Le prime due non riguardano direttamente l’osso navicolare o l’articolazione interfalangea distale, ma possono dare sintomi abbastanza simili e occasionalmente vengono sottovalutati come causa di zoppia.
Mentre le prime 4 problematiche sono, almeno teoricamente, reversibili, le ultime 3 rappresentano un danno irreversibile alle delicate strutture del “dito” equino.
Per questo motivo, poter intervenire precocemente alle prime avvisaglie del problema aumenta notevolmente le probabilità di successo.
Più tempo passa, e più aumenta la probabilità che i danni diventino irreversibili.
Di conseguenza, in assenza di una diagnosi ben definita su quali siano le strutture compromesse e quale sia l’entità del danno, è impossibile stabilire a priori se vi sia la possibilità di migliorare lo stato di salute dell’arto.
La strategia che adotto in questi casi è di cercare di ripristinare la miglior meccanica possibile e osservare i cambiamenti nel tempo dei sintomi.

- _CONSEGNE_
- A) Quali parti anatomiche del cavallo vengono nominate nel testo sulla zoppia? Elencale tutte.
- B) Puoi riscrivere la parte del testo sulla zoppia che si apre con le parole contenenti "Per questo motivo, poter" e si chiude con "danni diventino irreversibili.", scambiando "probabilità" con "possibilità"?

(Voci salvate)

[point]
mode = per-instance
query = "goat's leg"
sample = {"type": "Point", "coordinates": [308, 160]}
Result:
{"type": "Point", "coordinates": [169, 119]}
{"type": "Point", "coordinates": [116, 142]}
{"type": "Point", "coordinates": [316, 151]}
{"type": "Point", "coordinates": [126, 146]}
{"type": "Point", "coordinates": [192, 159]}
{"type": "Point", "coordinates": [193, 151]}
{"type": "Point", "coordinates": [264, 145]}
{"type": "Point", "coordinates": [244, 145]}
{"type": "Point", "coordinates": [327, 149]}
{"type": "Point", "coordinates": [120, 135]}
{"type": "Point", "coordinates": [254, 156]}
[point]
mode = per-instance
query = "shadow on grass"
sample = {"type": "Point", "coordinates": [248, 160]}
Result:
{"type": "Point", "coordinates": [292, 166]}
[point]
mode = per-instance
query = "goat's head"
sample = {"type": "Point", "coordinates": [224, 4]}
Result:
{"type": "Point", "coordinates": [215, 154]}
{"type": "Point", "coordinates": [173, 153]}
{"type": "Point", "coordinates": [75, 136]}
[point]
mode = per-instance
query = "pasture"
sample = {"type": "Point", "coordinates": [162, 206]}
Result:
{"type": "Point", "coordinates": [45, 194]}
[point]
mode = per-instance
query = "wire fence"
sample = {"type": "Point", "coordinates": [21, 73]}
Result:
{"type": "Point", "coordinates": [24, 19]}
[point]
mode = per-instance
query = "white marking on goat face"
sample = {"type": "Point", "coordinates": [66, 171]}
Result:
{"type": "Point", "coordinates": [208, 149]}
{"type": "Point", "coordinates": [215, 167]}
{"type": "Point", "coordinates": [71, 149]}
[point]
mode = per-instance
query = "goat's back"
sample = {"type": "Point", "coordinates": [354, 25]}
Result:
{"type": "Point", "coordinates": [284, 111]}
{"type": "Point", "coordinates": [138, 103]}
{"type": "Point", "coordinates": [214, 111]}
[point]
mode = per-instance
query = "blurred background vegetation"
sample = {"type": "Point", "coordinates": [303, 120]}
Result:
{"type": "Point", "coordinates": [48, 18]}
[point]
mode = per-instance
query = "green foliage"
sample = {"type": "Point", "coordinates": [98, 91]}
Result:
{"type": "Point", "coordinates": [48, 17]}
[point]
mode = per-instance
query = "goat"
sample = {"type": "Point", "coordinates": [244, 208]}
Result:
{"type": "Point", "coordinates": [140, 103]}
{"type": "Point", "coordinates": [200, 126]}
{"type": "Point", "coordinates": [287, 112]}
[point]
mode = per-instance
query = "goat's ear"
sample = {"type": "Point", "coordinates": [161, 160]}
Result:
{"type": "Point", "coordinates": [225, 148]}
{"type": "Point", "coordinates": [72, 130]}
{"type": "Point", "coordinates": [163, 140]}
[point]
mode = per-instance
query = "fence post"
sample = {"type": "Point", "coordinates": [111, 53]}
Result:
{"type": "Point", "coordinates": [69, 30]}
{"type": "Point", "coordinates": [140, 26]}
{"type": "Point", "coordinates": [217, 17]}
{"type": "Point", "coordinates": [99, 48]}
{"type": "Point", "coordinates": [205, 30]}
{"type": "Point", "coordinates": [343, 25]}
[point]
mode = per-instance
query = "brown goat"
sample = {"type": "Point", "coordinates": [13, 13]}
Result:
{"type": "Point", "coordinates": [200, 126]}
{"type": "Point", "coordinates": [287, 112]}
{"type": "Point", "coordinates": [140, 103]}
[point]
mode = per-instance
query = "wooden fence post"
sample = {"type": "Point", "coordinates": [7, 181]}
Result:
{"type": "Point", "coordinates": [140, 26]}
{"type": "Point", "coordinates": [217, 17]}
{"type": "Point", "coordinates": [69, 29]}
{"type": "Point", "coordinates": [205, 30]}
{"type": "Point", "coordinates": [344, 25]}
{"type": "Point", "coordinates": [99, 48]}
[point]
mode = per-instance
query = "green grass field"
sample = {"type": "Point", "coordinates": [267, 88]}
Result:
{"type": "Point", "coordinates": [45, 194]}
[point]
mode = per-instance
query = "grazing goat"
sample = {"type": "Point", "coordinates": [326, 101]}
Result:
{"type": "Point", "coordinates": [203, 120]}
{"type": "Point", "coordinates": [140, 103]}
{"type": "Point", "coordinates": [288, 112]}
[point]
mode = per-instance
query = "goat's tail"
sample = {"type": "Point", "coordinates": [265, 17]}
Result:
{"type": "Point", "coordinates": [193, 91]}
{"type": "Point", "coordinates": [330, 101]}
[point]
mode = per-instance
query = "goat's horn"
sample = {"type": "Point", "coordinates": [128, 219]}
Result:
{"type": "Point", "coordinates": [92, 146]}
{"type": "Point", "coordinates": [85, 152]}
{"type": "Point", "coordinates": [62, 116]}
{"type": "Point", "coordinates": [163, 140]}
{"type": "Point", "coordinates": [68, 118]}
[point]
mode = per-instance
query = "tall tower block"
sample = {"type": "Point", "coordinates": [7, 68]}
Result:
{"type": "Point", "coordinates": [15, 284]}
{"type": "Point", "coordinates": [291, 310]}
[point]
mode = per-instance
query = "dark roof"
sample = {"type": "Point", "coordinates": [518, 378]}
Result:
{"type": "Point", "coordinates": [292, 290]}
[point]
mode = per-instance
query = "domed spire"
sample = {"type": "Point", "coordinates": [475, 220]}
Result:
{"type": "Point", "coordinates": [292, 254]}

- _RISPOSTE_
- A) osso navicolare; articolazione interfalangea distale; "dito" equino; arto

- B)
Per questo motivo, poter intervenire precocemente alle prime avvisaglie del problema aumenta notevolmente le possibilità di successo.
Più tempo passa, e più aumenta la possibilità che i danni diventino irreversibili.